__The problem__: Reproduce the source data below in full, replacing every occurrence of "identified" with "located" and leaving everything else unchanged.
**** Data for this exercise ****
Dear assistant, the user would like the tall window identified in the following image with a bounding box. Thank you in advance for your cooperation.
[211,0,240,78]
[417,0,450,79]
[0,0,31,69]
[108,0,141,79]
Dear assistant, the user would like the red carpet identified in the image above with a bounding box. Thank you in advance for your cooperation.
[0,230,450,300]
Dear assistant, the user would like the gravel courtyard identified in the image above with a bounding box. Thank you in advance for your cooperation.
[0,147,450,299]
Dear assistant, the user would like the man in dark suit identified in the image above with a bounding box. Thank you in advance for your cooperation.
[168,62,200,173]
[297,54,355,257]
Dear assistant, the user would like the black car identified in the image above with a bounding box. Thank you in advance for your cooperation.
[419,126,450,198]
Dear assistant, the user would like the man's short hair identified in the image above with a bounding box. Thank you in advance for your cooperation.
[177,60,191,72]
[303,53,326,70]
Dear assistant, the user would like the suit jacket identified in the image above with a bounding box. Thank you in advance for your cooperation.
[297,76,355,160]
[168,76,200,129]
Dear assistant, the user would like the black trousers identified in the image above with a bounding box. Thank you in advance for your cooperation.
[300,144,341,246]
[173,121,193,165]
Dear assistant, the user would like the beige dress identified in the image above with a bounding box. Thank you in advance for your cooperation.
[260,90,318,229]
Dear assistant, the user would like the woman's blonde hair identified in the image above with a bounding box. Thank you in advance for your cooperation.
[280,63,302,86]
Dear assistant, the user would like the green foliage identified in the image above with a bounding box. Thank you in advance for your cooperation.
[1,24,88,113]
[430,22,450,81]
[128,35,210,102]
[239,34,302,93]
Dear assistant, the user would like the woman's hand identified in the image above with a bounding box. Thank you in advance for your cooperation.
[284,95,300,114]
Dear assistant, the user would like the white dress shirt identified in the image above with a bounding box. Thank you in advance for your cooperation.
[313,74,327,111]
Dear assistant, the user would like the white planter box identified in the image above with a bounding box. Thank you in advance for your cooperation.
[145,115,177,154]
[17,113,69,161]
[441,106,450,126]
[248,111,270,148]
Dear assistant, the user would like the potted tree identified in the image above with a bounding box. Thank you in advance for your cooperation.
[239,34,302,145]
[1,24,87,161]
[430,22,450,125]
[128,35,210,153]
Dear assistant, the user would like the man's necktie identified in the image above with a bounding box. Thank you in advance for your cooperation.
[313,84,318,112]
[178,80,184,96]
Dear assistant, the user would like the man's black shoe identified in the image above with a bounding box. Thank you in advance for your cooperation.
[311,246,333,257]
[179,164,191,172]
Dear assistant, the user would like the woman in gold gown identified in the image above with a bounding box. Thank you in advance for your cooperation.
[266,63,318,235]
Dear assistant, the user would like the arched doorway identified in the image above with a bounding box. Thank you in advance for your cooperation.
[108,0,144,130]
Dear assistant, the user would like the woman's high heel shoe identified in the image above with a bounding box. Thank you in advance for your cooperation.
****
__Task answer__:
Dear assistant, the user would like the tall window located in the following image with a bounding box. Thank you in advance for your cooperation.
[211,0,240,78]
[417,0,450,79]
[0,0,31,69]
[108,0,141,79]
Dear assistant, the user would like the red carpet located in the image above with a bounding box. Thank you in advance for your cooperation.
[0,230,450,300]
Dear assistant, the user would like the gravel courtyard located in the image above with a bounding box. Thank you in advance for your cooperation.
[0,147,450,299]
Dear assistant, the user would like the man in dark suit located in the image above with a bounding box. Thank you in advance for your cooperation.
[168,62,200,173]
[297,54,355,257]
Dear assistant, the user would like the black car located in the image above with a bounding box. Thank you in advance for your cooperation.
[419,126,450,198]
Dear assistant, the user would like the man's short hair located in the image above with a bounding box. Thank you in advance for your cooperation.
[177,60,191,72]
[303,53,326,70]
Dear assistant, the user would like the suit jacket located in the image above with a bounding box. Thank you in advance for your cooperation.
[297,76,355,160]
[168,76,200,129]
Dear assistant, the user would like the black trousers located in the image above with a bounding box. Thank you in advance for your cooperation.
[300,144,341,246]
[173,121,193,165]
Dear assistant, the user would like the beige dress located in the image above with a bounding box. Thank you in advance for your cooperation.
[260,90,318,229]
Dear assistant, the user would like the woman's blonde hair located in the image above with a bounding box. Thank you in advance for your cooperation.
[280,63,302,86]
Dear assistant, the user would like the green foliage located in the image above with a bounding box. Thank you in advance for your cooperation.
[1,24,88,113]
[430,22,450,81]
[128,35,210,102]
[239,34,302,93]
Dear assistant, the user would like the woman's hand located in the image above with a bounding box. Thank you in advance for your cooperation.
[284,95,300,114]
Dear assistant, the user would like the white dress shirt located in the image above with a bounding box. Thank you in advance for your cooperation.
[313,74,327,111]
Dear assistant, the user would like the white planter box located in the image above with a bounding box. Thank you in advance for your cooperation.
[145,115,177,154]
[17,113,69,161]
[441,106,450,126]
[248,111,270,148]
Dear assistant, the user would like the potted tree located in the image above with a bounding box. Thank you in advance for your cooperation.
[239,34,302,145]
[1,24,87,161]
[430,22,450,125]
[128,35,210,153]
Dear assistant, the user would like the man's necktie located in the image above with a bounding box. Thank you in advance for your cooperation.
[313,84,318,112]
[178,80,184,96]
Dear assistant, the user would like the man's black shoe located in the image above with a bounding box. Thank you in advance for your cooperation.
[311,246,333,257]
[179,164,191,172]
Dear assistant, the user would like the woman in gold gown located in the image above with a bounding box. Thank you in advance for your cooperation.
[266,63,318,235]
Dear assistant, the user would like the arched doorway located in the image above with a bounding box. Thank you in advance for your cooperation.
[108,0,144,130]
Dear assistant, the user would like the woman's high heel shoe located in the image above with a bounding box. Thank you in advance for your cooperation.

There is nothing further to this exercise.